SOURCE MATERIAL =

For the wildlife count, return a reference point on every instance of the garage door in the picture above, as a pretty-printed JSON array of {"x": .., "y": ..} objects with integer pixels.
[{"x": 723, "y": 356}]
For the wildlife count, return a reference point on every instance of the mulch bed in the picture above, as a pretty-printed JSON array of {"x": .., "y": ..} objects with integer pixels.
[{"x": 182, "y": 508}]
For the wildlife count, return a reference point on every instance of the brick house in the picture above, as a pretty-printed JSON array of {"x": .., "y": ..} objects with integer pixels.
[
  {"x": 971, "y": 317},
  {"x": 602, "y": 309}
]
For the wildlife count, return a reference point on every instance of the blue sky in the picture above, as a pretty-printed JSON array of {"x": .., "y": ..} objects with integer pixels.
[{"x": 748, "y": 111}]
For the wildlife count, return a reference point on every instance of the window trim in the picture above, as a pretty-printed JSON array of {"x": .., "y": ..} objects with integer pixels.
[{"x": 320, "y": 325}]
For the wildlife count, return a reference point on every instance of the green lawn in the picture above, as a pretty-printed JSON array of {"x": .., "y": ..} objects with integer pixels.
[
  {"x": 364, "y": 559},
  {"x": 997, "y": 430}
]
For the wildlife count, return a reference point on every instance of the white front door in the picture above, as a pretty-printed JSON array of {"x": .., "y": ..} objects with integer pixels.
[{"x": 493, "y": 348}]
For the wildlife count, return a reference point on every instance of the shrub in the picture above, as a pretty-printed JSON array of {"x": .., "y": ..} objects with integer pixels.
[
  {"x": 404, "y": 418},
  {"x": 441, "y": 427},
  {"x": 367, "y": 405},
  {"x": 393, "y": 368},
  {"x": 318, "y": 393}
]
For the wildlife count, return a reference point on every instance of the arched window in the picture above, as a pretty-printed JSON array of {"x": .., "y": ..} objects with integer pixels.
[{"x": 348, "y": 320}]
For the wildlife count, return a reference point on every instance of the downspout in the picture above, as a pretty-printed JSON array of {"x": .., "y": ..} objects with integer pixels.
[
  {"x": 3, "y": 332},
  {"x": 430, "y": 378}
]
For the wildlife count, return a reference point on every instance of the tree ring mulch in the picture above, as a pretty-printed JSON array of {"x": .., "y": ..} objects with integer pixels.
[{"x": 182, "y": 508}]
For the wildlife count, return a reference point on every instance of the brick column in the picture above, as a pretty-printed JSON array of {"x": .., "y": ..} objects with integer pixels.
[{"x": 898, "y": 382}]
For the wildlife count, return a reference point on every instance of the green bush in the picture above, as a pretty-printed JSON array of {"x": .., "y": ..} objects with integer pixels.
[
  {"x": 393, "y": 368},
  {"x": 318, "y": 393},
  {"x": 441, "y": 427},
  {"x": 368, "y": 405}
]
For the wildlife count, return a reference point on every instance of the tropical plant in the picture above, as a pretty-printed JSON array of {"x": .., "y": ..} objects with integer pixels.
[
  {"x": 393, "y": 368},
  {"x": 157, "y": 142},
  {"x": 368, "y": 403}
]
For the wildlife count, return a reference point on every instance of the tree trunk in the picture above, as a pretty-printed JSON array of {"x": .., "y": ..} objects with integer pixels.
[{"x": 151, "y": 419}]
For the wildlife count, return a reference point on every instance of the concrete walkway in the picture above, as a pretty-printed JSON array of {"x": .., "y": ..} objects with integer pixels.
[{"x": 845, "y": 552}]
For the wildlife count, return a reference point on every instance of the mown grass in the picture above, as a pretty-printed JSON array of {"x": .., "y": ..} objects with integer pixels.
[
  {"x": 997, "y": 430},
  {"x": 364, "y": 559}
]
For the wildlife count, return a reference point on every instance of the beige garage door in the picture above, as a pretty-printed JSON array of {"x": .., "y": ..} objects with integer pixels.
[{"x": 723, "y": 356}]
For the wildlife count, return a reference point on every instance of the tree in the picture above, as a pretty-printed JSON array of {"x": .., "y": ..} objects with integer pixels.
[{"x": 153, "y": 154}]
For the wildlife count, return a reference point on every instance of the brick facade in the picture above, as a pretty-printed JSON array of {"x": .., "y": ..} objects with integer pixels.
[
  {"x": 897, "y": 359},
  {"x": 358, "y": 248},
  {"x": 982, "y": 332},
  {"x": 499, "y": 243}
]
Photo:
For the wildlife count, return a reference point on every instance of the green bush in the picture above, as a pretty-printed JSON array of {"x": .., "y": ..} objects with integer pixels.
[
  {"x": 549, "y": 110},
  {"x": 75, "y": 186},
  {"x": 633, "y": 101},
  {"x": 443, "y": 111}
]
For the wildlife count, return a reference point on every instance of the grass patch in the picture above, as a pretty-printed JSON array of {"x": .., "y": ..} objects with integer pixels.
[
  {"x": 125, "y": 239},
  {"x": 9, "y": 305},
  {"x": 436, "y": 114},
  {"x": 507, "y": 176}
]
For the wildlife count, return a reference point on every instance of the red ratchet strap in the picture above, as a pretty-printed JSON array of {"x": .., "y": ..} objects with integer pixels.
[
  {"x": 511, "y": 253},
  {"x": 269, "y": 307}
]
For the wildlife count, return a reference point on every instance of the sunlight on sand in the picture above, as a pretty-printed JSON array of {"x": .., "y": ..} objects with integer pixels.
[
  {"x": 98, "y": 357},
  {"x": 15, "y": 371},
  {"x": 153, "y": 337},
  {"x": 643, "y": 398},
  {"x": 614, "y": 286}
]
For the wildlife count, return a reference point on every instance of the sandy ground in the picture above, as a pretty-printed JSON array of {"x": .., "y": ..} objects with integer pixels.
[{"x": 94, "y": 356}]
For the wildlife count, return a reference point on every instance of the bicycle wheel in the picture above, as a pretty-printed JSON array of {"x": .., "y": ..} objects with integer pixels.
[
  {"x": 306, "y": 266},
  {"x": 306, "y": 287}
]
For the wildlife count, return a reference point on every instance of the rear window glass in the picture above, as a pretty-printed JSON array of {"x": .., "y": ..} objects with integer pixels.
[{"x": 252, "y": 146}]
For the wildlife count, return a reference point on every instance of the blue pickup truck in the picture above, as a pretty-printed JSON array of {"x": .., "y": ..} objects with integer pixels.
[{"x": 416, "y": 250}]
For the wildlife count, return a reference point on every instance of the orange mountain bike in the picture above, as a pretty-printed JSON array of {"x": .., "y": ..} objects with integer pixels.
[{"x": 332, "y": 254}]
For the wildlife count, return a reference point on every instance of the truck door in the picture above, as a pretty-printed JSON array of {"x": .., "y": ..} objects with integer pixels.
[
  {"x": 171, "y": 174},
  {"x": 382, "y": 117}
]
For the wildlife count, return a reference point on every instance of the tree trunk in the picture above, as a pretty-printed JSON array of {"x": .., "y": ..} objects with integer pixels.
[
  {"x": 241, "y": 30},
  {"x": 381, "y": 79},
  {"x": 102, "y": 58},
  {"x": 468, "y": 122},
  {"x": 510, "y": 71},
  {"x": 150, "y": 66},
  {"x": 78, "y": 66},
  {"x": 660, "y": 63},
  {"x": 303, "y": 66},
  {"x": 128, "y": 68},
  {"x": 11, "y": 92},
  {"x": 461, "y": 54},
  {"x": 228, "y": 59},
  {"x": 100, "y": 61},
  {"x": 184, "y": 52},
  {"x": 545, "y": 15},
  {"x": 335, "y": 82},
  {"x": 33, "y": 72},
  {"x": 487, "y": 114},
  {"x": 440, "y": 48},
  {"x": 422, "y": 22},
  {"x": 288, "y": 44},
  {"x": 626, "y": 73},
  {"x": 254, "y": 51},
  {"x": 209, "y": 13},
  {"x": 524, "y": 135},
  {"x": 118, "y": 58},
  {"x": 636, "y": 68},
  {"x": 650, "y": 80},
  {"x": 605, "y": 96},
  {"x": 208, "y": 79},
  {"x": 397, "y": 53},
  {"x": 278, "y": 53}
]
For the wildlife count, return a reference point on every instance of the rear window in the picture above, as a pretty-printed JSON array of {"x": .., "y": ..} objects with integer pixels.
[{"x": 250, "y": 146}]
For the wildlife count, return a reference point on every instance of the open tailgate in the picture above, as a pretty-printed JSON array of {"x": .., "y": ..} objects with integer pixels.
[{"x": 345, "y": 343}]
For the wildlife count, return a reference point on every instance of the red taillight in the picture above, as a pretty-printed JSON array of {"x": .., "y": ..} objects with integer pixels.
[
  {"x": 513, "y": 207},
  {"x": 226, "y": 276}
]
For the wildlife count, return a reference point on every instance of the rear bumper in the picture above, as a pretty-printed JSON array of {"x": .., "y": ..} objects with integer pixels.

TASK ITEM = Please repeat the lines above exactly, beginning with the line that contains "the red taillight" and ending with the final one.

WORKED SOLUTION =
For the wildlife count, return a reference point on every instance of the red taillight in the picture above, as a pretty-printed JSON array of {"x": .., "y": ..} objects with integer pixels.
[
  {"x": 513, "y": 207},
  {"x": 226, "y": 276}
]
For the wildlife count, return a reference point on every instance of the rear bumper in the picture above, as a pretty-printed JSON array of {"x": .., "y": ..} objects with integer pixels.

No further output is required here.